*DIRECTIONS*. Exactly the lines from the one containing "Query: cat's pupil" through the final line of the listing are to be retyped, and nothing more.

*PROVIDED DATA*.
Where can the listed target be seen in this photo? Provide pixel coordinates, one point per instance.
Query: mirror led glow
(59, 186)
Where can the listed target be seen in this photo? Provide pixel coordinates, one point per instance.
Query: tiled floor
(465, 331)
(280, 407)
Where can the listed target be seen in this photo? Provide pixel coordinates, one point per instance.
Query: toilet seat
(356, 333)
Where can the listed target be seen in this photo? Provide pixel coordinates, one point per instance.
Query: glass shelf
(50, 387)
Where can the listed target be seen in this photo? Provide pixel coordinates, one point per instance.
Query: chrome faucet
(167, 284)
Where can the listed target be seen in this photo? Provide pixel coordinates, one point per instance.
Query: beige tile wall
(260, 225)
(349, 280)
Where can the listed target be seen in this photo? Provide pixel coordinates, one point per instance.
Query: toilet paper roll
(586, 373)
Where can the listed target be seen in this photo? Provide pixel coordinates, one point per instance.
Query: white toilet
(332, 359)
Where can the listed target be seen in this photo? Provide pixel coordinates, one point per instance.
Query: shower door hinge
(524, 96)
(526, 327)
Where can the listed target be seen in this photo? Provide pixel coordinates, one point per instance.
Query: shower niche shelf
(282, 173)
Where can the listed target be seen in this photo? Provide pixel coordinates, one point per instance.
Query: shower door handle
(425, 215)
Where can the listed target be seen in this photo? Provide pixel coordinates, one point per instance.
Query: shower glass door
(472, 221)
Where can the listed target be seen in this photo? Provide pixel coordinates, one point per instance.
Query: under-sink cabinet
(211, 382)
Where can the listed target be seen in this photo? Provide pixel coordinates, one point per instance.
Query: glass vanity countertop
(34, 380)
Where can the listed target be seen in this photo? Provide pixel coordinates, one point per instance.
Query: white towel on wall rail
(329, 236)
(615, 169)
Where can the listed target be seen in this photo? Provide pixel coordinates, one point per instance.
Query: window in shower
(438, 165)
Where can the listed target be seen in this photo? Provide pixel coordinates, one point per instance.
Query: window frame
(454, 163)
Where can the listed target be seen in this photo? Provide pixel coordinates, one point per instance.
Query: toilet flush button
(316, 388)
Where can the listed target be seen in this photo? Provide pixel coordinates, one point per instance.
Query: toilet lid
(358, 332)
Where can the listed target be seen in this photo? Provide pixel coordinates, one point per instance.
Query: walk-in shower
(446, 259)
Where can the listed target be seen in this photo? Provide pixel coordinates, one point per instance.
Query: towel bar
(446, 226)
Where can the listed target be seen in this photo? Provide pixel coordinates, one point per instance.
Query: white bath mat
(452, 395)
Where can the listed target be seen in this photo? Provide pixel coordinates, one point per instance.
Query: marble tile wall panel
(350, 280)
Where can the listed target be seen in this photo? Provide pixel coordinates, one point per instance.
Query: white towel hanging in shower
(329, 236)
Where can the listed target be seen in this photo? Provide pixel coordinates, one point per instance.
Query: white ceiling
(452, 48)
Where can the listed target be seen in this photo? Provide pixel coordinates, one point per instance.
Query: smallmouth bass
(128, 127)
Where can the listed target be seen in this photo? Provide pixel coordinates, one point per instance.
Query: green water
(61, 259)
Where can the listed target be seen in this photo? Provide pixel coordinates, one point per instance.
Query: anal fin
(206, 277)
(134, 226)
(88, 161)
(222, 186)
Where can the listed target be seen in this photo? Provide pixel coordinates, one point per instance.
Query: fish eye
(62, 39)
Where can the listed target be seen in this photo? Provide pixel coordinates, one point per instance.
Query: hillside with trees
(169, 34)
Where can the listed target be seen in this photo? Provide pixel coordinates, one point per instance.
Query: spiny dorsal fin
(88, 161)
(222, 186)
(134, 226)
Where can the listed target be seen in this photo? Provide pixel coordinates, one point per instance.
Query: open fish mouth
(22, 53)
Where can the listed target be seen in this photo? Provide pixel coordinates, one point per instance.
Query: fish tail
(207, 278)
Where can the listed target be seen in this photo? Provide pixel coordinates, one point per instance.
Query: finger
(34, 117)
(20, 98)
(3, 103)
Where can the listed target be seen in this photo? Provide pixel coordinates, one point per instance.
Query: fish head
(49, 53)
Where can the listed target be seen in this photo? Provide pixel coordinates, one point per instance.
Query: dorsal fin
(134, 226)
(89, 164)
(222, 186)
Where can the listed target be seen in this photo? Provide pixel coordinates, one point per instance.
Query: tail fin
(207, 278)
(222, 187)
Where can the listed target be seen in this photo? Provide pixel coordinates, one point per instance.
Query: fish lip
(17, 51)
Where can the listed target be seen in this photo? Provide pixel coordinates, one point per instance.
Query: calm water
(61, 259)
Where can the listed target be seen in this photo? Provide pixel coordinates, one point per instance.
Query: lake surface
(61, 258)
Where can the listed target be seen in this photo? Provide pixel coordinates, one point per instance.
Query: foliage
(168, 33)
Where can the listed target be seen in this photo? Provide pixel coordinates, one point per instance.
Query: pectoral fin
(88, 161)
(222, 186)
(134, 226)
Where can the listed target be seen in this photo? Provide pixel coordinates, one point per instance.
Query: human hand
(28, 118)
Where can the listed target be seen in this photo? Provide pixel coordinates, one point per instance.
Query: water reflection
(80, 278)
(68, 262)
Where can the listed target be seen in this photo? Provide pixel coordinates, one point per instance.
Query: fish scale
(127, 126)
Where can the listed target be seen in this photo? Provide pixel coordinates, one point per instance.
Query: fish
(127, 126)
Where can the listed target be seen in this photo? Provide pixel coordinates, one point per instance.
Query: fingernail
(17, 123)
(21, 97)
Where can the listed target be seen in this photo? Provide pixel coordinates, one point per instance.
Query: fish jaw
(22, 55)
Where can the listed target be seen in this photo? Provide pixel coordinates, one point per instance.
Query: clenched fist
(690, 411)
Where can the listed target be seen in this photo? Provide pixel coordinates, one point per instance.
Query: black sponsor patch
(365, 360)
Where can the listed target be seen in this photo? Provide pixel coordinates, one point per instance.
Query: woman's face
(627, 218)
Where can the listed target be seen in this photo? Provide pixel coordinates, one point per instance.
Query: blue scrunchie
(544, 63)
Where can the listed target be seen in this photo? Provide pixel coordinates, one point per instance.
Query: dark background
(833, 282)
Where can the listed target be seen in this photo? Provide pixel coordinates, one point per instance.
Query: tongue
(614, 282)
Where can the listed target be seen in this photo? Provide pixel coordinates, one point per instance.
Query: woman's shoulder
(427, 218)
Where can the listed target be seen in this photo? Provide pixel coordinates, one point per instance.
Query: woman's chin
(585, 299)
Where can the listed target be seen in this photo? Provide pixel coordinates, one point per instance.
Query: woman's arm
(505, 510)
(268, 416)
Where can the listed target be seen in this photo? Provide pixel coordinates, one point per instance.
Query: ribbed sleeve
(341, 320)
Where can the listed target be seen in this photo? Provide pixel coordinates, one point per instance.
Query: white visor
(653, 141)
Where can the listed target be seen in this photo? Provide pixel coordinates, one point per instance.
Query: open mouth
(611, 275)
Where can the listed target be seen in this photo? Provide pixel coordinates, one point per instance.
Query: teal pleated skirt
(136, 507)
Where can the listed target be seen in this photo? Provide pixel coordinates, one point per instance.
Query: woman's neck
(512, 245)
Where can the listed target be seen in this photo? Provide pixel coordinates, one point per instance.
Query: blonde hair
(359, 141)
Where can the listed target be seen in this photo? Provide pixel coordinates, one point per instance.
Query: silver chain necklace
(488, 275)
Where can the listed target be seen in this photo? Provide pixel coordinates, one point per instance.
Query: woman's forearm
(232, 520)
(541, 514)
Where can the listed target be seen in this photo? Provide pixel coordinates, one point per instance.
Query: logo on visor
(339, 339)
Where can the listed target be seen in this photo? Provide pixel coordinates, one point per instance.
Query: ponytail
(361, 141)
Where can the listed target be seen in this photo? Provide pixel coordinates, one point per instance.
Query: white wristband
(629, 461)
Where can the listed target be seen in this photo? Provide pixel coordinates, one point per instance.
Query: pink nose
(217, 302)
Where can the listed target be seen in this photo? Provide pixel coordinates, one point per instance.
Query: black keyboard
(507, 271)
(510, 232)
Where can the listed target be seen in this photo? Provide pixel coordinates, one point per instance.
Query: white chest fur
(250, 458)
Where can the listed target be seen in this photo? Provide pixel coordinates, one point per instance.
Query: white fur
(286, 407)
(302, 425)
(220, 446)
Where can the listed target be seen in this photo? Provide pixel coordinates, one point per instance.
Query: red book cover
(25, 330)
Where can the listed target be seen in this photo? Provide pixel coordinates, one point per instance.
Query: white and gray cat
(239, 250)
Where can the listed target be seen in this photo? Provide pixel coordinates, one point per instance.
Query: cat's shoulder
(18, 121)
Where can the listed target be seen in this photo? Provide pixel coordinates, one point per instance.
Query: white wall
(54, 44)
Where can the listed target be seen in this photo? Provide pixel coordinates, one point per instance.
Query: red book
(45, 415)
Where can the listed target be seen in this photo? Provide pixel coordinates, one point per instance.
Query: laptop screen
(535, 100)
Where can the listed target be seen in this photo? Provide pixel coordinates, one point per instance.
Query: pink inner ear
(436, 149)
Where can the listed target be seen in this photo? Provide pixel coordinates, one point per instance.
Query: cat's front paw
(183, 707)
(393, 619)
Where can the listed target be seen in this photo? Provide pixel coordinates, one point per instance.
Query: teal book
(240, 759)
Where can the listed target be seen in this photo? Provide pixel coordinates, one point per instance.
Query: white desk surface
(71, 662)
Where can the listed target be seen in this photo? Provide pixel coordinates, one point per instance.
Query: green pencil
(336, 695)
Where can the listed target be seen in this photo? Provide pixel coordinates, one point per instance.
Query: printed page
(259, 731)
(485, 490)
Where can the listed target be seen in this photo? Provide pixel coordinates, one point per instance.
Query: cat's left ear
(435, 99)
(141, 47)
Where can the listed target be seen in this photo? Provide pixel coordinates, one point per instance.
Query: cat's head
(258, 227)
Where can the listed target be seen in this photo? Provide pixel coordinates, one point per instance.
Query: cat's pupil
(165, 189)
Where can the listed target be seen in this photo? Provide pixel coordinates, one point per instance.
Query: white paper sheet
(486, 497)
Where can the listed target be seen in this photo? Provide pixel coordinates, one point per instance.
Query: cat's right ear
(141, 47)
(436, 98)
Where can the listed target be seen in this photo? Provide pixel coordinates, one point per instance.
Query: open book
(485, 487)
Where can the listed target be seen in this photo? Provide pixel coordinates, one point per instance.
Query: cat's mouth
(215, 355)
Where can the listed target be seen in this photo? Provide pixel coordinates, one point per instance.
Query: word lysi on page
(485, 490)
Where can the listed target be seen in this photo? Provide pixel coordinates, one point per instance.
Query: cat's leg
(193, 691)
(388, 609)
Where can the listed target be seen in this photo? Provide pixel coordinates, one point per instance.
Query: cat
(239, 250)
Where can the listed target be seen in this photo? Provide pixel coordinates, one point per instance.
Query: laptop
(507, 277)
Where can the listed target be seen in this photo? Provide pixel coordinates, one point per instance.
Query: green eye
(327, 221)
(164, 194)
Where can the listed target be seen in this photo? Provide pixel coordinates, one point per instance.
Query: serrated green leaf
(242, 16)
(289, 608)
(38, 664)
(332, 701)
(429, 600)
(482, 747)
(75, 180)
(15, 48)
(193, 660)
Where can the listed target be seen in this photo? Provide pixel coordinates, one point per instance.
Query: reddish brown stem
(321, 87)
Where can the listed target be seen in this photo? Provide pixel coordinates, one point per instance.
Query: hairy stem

*OUTPUT OF THE EXERCISE*.
Query: cat's pupil
(165, 189)
Where can the listed target be seen in this photo? Provide pixel coordinates, one point per instance.
Query: white paper sheet
(486, 497)
Where can the listed target be seen in this photo? Provide pixel coordinates, one point per instance.
Query: cat's right ear
(141, 47)
(436, 98)
Where can the listed target be seen in this photo? Provide pixel coordinates, one point per instance.
Query: open book
(485, 487)
Where can the listed target be seen in this photo? Provide pixel coordinates, one point per instance.
Query: cat's mouth
(215, 355)
Where can the listed target be seen in this photo? Provide pixel coordinates, one point per instance.
Query: word lysi on page
(485, 490)
Where can the listed target be seen in this photo? Provide pixel coordinates, one point per instance.
Query: cat's leg
(193, 691)
(388, 609)
Where can the listed target be seen in this photo? Provide pixel coordinates, one point per instance.
Query: cat
(239, 250)
Where can the listed target be seen in this photo? Provide pixel coordinates, one point per instance.
Query: laptop
(507, 277)
Where can the listed target be seen in this photo? Provide pixel coordinates, one point per instance.
Query: green eye
(327, 221)
(164, 194)
Where can the listed target be seen in this photo? Provide pixel coordinates, one point per instance.
Query: serrated green leaf
(242, 16)
(289, 608)
(38, 664)
(332, 701)
(429, 600)
(482, 747)
(75, 180)
(15, 48)
(193, 660)
Where can the listed target be seen in this photo? Provide pixel coordinates, one point per instance.
Query: reddish brown stem
(321, 87)
Where can the listed target be seen in this photo? Provide pixel coordinates, one point per instance.
Query: hairy stem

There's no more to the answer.